- Record list -
* * * * *

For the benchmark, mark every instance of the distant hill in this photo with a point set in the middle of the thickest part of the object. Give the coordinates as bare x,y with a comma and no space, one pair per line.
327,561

* * * * *

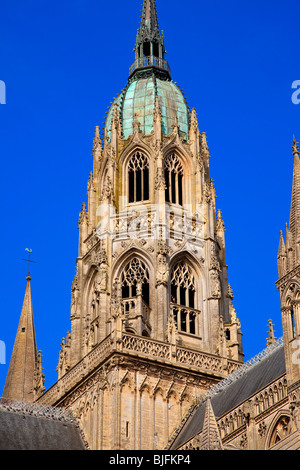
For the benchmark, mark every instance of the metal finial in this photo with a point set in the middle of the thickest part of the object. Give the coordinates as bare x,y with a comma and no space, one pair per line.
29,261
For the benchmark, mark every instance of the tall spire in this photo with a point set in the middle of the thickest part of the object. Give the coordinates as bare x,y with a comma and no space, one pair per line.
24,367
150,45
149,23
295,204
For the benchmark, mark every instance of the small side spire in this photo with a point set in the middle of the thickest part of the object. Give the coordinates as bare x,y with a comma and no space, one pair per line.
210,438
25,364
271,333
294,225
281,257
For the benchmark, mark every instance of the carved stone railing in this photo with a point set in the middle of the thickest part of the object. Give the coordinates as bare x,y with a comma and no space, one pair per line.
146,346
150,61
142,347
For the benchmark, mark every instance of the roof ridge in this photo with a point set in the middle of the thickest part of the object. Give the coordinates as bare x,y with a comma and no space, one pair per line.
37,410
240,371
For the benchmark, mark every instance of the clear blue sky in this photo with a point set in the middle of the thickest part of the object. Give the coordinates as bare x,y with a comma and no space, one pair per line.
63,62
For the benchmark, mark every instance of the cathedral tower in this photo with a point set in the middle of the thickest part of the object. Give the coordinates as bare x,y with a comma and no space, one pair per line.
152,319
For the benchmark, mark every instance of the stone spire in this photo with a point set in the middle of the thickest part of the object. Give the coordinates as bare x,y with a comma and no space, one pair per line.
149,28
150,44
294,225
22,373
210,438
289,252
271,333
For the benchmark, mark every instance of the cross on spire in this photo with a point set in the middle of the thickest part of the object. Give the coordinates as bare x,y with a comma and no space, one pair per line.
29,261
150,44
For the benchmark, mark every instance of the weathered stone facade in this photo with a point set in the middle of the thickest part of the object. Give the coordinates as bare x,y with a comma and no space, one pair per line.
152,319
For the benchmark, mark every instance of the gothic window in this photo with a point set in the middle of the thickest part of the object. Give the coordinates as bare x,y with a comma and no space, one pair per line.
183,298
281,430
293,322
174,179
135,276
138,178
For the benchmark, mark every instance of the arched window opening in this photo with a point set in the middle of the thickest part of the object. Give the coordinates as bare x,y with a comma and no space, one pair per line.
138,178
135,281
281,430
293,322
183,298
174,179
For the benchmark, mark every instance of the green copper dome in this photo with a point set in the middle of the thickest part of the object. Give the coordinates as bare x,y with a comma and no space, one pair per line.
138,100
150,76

* * * * *

- Work to be completed -
Pick out each line in the entries above that contains the word "stone". The match is case-sensitive.

- Complete response -
For the benchmark, mark every instance of the carved stone railing in this photo with a point set in the middle of the thickest part of the object. Give the coordinates as bare x,y with a comma and no space, one pair per line.
For the benchmark, mark every instance of the stone spire in this photo with a point set in the middle of the thickest part of the object. Give the coordinates as bare x,y with a comma and no space, one pair per line.
For the benchmark, mark every instance of the weathered stone facade in this photo with a point set in the middle of the thickest part of the object. Give the coordinates as bare x,y with a comma and no space, one pair per line.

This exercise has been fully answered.